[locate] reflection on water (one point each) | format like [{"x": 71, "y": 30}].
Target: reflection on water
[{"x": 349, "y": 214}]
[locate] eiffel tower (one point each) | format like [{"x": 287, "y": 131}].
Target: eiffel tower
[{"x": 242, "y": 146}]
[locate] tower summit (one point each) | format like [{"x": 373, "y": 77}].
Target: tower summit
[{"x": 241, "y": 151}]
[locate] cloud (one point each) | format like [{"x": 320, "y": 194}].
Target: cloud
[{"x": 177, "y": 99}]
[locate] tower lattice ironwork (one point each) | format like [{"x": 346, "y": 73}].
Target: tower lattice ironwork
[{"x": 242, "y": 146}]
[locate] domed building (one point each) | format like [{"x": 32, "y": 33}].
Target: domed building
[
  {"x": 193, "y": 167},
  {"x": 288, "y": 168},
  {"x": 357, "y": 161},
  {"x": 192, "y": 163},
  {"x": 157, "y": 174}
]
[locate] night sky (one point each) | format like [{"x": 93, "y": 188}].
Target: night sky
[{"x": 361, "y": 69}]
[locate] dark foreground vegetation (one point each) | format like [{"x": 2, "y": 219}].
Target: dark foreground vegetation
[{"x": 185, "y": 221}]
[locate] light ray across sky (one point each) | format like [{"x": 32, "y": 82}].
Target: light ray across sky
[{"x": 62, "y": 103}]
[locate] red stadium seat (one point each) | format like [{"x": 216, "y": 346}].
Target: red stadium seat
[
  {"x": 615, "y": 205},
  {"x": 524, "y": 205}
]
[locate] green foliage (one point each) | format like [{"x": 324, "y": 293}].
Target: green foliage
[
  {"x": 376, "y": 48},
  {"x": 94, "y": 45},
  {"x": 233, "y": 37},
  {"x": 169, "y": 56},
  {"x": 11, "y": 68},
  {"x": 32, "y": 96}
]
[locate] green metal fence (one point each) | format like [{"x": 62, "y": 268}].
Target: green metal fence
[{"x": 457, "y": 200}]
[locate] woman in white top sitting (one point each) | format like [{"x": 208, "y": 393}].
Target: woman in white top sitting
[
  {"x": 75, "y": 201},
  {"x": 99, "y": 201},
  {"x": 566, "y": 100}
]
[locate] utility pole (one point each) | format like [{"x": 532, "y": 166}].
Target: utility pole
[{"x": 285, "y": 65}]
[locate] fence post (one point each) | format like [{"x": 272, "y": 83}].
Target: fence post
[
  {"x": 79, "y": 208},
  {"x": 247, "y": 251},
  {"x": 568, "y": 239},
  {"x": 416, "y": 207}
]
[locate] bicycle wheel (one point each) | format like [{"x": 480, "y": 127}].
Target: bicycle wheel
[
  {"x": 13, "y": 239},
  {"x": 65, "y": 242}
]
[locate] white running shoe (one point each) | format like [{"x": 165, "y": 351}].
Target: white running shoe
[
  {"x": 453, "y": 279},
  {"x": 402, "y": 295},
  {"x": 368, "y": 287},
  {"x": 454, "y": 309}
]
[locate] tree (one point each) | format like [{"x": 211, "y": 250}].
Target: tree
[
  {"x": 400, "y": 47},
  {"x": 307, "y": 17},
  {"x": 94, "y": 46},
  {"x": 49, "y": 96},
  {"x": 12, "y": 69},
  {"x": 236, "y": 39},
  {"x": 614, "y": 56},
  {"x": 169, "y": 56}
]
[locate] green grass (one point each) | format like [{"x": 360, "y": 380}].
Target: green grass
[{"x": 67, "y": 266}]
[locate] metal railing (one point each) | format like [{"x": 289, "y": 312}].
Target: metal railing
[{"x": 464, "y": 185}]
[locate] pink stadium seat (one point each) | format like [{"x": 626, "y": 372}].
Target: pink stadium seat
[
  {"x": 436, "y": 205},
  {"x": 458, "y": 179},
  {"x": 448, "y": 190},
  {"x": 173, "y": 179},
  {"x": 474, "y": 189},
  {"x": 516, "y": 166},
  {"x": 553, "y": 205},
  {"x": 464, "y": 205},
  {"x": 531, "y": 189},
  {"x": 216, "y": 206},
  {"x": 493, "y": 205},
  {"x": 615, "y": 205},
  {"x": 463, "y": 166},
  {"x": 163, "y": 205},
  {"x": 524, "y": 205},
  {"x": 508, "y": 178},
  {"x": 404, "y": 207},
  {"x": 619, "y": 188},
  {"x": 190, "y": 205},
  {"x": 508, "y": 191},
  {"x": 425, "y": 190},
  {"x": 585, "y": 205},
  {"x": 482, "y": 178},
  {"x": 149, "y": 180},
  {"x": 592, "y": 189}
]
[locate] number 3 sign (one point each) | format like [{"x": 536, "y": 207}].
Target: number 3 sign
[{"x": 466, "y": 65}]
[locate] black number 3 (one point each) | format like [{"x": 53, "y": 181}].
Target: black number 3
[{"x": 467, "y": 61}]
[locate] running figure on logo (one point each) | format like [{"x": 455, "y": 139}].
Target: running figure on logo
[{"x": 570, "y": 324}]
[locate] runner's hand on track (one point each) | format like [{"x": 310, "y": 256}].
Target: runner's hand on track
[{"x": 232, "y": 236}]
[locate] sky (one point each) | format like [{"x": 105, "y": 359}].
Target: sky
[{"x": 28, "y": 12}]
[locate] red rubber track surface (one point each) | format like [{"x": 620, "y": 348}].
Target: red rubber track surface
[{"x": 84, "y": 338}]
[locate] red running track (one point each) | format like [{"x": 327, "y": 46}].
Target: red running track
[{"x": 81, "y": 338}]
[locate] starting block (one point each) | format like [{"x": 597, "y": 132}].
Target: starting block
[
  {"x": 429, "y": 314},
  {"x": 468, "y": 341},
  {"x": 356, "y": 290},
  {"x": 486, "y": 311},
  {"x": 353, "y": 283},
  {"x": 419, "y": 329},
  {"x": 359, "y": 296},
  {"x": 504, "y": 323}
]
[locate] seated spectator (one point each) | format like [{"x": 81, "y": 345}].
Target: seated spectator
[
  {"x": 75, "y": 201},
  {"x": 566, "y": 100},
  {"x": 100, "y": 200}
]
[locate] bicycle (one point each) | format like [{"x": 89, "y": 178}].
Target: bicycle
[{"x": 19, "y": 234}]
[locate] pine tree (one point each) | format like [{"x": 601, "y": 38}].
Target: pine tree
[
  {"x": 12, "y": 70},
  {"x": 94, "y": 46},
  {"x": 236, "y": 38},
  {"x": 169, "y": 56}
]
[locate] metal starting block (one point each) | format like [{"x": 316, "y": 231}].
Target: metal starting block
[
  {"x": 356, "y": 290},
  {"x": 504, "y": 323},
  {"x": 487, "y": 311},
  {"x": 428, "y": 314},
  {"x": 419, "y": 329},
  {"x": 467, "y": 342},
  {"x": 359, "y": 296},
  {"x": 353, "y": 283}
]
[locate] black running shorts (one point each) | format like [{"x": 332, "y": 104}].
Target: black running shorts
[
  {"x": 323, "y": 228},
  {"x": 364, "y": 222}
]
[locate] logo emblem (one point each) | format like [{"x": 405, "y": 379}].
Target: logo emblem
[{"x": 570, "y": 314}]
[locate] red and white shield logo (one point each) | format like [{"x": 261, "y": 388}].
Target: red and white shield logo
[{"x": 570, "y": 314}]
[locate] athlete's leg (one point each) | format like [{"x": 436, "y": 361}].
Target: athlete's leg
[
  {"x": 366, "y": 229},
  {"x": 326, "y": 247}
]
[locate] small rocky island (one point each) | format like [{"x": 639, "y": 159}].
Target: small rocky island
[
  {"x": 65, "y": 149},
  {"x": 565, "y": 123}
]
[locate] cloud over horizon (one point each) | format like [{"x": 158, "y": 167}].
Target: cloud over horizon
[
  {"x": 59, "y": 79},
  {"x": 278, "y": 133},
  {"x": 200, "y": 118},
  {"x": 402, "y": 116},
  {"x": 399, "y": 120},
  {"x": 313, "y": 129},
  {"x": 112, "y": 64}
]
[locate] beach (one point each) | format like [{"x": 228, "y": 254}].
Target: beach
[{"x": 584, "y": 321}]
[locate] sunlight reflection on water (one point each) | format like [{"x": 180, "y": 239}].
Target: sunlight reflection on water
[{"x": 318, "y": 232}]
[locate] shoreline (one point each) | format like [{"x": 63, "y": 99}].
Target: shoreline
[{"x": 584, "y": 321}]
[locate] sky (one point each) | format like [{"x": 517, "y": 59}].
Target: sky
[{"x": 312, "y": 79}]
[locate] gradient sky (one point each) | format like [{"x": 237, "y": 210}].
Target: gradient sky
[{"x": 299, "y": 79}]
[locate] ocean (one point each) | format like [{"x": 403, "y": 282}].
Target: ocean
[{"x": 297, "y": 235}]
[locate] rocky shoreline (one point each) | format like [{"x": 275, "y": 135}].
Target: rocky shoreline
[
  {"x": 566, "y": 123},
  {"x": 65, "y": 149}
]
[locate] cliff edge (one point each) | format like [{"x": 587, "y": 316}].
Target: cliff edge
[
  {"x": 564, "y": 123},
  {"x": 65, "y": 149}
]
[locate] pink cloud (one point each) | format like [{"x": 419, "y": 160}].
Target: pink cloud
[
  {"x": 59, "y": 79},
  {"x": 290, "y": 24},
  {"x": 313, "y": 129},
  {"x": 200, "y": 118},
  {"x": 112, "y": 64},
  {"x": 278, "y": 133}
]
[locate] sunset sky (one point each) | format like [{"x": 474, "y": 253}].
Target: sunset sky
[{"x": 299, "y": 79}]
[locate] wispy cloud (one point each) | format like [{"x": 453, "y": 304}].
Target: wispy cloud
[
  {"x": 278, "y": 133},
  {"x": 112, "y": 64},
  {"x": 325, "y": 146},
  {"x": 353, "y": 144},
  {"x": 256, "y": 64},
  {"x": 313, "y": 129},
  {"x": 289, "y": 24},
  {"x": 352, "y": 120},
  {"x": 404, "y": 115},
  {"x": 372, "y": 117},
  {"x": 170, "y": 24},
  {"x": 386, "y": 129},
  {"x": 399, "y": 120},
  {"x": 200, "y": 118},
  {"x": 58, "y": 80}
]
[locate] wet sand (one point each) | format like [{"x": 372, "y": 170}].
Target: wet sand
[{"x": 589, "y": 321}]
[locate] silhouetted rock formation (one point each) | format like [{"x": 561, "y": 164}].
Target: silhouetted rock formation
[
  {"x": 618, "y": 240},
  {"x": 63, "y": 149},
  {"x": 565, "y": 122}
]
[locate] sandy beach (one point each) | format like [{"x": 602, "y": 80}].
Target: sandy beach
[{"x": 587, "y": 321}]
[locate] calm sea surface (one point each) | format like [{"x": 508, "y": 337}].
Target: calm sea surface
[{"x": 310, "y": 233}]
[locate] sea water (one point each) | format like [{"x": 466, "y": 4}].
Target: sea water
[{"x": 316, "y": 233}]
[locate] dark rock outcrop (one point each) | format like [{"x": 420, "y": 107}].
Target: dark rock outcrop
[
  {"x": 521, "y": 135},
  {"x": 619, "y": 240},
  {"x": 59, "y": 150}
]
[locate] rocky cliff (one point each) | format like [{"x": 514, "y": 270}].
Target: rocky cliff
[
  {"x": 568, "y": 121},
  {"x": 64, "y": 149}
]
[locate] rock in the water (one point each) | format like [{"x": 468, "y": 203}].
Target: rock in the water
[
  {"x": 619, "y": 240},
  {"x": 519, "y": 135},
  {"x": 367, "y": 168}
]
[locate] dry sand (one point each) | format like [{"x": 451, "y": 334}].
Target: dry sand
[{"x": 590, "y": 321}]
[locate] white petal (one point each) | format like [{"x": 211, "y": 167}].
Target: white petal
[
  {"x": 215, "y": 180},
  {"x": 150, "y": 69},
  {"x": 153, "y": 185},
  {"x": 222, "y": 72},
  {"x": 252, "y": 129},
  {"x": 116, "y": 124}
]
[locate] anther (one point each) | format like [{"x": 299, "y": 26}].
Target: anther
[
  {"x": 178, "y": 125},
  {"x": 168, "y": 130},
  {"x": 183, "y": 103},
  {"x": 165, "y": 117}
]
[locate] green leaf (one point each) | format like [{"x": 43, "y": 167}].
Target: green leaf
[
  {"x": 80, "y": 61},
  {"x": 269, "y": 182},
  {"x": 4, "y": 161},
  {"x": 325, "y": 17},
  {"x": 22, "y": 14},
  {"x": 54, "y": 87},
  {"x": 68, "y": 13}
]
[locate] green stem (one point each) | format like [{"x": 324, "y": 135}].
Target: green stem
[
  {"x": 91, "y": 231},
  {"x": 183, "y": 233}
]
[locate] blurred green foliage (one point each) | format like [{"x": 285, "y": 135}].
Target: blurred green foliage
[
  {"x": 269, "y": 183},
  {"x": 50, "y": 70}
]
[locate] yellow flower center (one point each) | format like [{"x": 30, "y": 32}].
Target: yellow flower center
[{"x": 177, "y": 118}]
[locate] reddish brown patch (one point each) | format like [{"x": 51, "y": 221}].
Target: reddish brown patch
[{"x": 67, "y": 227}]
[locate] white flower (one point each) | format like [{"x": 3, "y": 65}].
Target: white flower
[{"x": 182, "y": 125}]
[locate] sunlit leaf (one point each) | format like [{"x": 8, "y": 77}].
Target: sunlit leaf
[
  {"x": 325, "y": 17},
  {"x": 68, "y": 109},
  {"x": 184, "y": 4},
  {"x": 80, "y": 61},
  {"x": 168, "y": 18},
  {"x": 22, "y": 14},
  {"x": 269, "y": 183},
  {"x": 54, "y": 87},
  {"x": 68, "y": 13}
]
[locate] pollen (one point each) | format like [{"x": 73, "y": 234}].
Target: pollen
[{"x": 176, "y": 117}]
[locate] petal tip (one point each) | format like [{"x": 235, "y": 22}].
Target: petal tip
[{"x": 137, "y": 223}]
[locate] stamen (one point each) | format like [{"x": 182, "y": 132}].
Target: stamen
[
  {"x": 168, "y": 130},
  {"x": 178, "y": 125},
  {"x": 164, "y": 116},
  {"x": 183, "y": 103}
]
•••
Which lines above run from the one containing "[locate] gradient sky" down to the one containing "[locate] rocky shoreline"? Repeat exactly those, both ends included, and nothing else.

§ **Exercise result**:
[locate] gradient sky (one point each) | format like [{"x": 237, "y": 210}].
Target: gradient sky
[{"x": 299, "y": 79}]
[locate] ocean (one point each) | format like [{"x": 403, "y": 282}].
Target: ocean
[{"x": 297, "y": 235}]
[locate] rocky shoreline (one point each) | format like [{"x": 275, "y": 135}].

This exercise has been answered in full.